** start Supplied passage **

1.People who make far less than 250K per year, whose tax rates will be cut, spent Wednesday out in public demanding that Obama stop increasing their taxes. They proudly marched and defiantly yelled and etc., etc., insisting with waved signs and shaken fists on their opposition to something that is not the case. They have made it their business to prevent something from happening that was never going to happen in the first place--and they mean it!

2.These same people, whose economic and physical well-being are a matter of supreme indifference to the richest families in America, have been persuaded to insist on policies that will only benefit the richest families in America. There is a term for these people, and it isn't "right-wing" or "conservative" or "patriotic" or even "Republicans." The term is "sucker." These people are suckers. They have been tricked and manipulated into working against their own interests and for the interests of people who could literally not care less about them. Their patron saint isn't Barry Goldwater or Thomas Paine or Ronald Reagan or Jesus H. Christ. It's P.T. Barnum.

** end Supplied passage **
** start Given entries **

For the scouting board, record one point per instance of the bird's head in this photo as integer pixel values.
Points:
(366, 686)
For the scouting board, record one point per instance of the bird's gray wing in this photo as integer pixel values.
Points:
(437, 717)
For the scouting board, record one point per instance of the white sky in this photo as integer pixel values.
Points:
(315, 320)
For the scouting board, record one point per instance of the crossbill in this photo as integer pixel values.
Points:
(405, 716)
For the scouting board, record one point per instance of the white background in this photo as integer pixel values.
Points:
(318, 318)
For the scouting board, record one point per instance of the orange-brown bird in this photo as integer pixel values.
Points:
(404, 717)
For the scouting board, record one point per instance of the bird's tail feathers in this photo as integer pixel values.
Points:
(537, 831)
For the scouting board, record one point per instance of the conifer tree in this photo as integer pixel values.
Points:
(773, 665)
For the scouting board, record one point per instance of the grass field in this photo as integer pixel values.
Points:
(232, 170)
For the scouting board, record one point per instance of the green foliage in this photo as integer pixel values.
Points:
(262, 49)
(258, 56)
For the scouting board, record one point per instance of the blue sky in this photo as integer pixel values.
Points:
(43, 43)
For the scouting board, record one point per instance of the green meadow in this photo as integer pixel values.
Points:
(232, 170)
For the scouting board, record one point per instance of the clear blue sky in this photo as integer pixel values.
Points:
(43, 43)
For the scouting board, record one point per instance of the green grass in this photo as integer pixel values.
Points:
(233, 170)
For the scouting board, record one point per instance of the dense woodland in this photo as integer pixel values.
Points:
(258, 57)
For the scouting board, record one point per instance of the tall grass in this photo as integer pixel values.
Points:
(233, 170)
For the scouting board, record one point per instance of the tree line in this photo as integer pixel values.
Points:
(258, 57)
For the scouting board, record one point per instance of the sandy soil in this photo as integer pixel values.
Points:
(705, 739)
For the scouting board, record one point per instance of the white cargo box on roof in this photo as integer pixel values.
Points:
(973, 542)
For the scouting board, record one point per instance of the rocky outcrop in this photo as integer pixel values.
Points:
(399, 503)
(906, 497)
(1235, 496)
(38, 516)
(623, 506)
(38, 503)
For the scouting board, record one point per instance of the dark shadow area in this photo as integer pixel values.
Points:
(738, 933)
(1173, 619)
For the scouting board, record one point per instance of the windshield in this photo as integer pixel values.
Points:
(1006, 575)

** end Given entries **

**Task prompt**
Extend the commentary on tax protesters, picking up right after its final sentence. These records have no connection to the commentary on tax protesters.

**Result below**
3.People who would be forced into bankruptcy by an attack of appendicitis, who have no idea what "socialism" is or how it differs from "communism" or "fascism," were to be seen Wednesday out in force, self-righteously pissed off and calling Obama a socialist, a communist, and a fascist, often interchangeably. And what are their ideas about how to deal with the worst economic crisis in eighty years? "Let them go bankrupt!" Ignorance and indignation: it doesn't get any more American than that. Each of them--proud, free, unafraid to speak stupidity to power--is like a homeowner whose house is on fire and yet who refuses to let the fire fighters turn a hose on the flames because "it'll get my stuff all wet." And when the fire chief ventures the suggestion that the fire is a) going to destroy their stuff anyway, and then b) spread to other homes, he gets shut down with such wised-up, common-man arguments as, "I pay your salary!"

4.Glenn Beck--a prancing, sobbing, gibbering buffoon who will say literally anything to keep his audience's attention--has become the new spokesperson for the right. Yes, just when you thought Sean Hannity was, not only as bad as it got, but as bad as it could get, here comes the next level in televised right-wing demagoguery. Glenn Beck--whom Dickens himself would delete from a novel as being "too obvious"--is a star. As a consequence of this...

5.Rush Limbaugh has become the "de facto leader" of the right. Think about it--if you dare! Glenn Beck has accomplished the impossible. This is science fact, not science fiction: He's somehow managed to make the country's most famous sex-tourist drug-addict saloon-loudmouth hate-mongering hypocrite seem dignified and thoughtful. Glenn Beck has succeeded in bestowing gravitas on Rush Limbaugh. Still, maybe we shouldn't be surprised. When the spotlight is grabbed by the dancing monkey, the rhinoceros in the background starts to look downright serious and thoughtful.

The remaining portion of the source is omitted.